### [REQUESTS]
a - In the survival camping thread, what mistake does Ronaya say was made during the night in the shelter?
b - Extend the survival camping thread, picking up right after its last line.

### [EXCERPT]
....

# Survivalists



## fip09 (Feb 27, 2007)

Yeah! I do that with a few frineds every summer. Its fun and adventerous...:thumbs_up


----------



## kegan (Aug 28, 2006)

What you call "survival" camping, is my eevryday camping. Bow drill fires, sleeping on the ground (I only construct a shelter if the weather is bad. I have slept in lean-tos alot- not always by choice though- and honestly a bed of boughs is just as good), and taking game for meals (plants are but a supplement or seasoning and fruits and nuts/seeds aren't always there). Heck, if there was a flint-like rock around here I would be tempted to go out with nothing. I spend my summers doin' it (it's better than being 'round the house...by FAR).

Keep it primitve


----------



## fip09 (Feb 27, 2007)

:up: Man I'm just Like you. I'd rather be outside than In. LoL I'm weird.....


----------



## Bowhunter500 (Mar 23, 2007)

Im pretty much like you guys too... here i have my little bro who likes to stay inside and play video games.. when im here outside shooting my bow, guns, etc.... and bowfishing! I just got started and love it! great for the survival deal! We (me my mom my dad and some friends) are all goin on a Canoing trip and we are gunna have a destination, but it is going to take about 4 days to get there... so we are gunna have to catch some fish and stuff! Should be pretty fun!!


----------



## Bowhunter500 (Mar 23, 2007)

Ronaya said:


> I'm just wondering how many there are of you (Mostly Girls, but guys too) that are interested in survival camping. Like when you take a limited amount of supplies into the wild and build shelters, collect wild edibles, make fires without matches...
> I'm really into that kind of thing. In fact I'm going to be sleeping in a shelter I made in my woods tonight. I'll tell you how it goes.


How did ur night in the woods go anyways?


----------



## Ronaya (Mar 26, 2007)

My night went well. I felt protected, and I didn't get cold until it got to be around 36 degrees, then my face got cold and I went inside. That was at 7:00 am, so I slept a pretty long time. My mistake was that I slept on a downward slope. Next time, I won't do that. The reason I am doing this is to be prepared for this 3 day thing I'm doing this summer. Not long, I know, but I will be alone and with a limited amount of food. I'm trying to figure out what is best, and I'm realizing it is all about going the extra mile.


----------



## Floridarcher (Aug 27, 2006)

thats the best way to camp


----------



## Bowhunter500 (Mar 23, 2007)

Ronaya said:


> My night went well. I felt protected, and I didn't get cold until it got to be around 36 degrees, then my face got cold and I went inside. That was at 7:00 am, so I slept a pretty long time. My mistake was that I slept on a downward slope. Next time, I won't do that. The reason I am doing this is to be prepared for this 3 day thing I'm doing this summer. Not long, I know, but I will be alone and with a limited amount of food. I'm trying to figure out what is best, and I'm realizing it is all about going the extra mile.

....

### [EXTRACTED RECORDS]

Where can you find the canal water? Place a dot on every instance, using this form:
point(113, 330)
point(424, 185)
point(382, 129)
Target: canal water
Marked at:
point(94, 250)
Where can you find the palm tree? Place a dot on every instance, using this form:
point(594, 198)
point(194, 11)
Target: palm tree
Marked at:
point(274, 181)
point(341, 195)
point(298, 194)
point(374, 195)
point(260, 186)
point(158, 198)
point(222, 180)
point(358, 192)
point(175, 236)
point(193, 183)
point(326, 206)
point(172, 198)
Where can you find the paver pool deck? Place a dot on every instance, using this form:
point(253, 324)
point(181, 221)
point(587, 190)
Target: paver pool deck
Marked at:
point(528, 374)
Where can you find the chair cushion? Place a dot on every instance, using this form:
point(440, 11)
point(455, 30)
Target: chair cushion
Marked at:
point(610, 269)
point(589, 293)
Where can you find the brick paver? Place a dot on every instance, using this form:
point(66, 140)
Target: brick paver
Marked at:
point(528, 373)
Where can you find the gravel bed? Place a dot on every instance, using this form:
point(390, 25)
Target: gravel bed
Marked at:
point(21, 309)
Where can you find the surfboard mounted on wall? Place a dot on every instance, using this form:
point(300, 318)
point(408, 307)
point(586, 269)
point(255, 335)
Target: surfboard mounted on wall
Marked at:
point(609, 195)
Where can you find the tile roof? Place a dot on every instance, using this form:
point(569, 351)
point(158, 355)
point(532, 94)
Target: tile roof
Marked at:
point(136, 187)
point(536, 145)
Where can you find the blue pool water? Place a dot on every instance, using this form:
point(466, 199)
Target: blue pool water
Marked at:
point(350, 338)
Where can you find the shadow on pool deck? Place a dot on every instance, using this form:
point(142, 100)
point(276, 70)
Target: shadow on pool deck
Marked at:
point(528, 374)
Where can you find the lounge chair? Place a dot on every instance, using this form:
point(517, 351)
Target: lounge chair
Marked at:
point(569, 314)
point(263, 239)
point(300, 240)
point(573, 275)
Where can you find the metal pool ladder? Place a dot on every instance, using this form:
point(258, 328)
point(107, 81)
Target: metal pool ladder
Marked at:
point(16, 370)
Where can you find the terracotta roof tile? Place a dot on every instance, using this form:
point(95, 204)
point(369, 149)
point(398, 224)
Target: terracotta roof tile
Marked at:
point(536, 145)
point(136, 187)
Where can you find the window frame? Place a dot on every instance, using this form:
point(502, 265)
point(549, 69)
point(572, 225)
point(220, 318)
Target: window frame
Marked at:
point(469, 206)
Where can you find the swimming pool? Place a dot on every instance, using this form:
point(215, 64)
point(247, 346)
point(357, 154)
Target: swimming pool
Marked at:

....

### [SET OF ANSWERS]
a - Sleeping on a downward slope.

b -
Where are u located? 36 degrees is pretty low! haha but yea.. ull be fine the 3 day trip!! Limit urself food and bring a fishing rod (if there is a stream or sumtin near by) and sum matches for a fire.. you should be just fine! We are goin on canoing trip and im bringin what i need.. they can bring what they want! Im soooo excited!!


----------



## fip09 (Feb 27, 2007)

:wink: We should all get together and go on one big survival trip to Antarctica. :wink:


----------



## Matatazela (Mar 1, 2005)

Bowhunter500 said:


> bring a fishing rod (if there is a stream or sumtin near by) and sum matches for a fire..


A few feet of nylon and a fly or two, as well as a few extra hooks should do you well. Target small fish, and lots of them, as it is easier than nailing a single large fish. And some chlorine tabs for water - you never know what you may be taking home in your intestines...

Matches... make sure that they are the waterproof kind... Nothing worse than opening the box and they are all soaked and useless...

I would also include some snare wire. You could trap an animal or two, especially birds with it. A nice sharp knife to buther things or set up your snares is also a good idea, and lastly, (This is important, folks!) a bit of seasoning helps foul tasting meat go down like a treat!


----------



## kegan (Aug 28, 2006)

Forget the rod and reel- use a bush bow or a spear , alot more selective, and takes alot less time (and you can use that same bush bow to take small game). And if you're gonna take some "artificial fire", go with a cigarette lighter- waterproof. 

I don't know about seasoning though, there are alot of wild plants that work well as seasoning, like wild chives, wild garlic, garlic mustard, etc.


----------



## Ronaya (Mar 26, 2007)

I'm located near the puget sound in washington state. Sadly, there is no pond in my woods, but I'm hoping to get a rabbit with my 20# recurve. Is that enough? because I have a 40# if need be.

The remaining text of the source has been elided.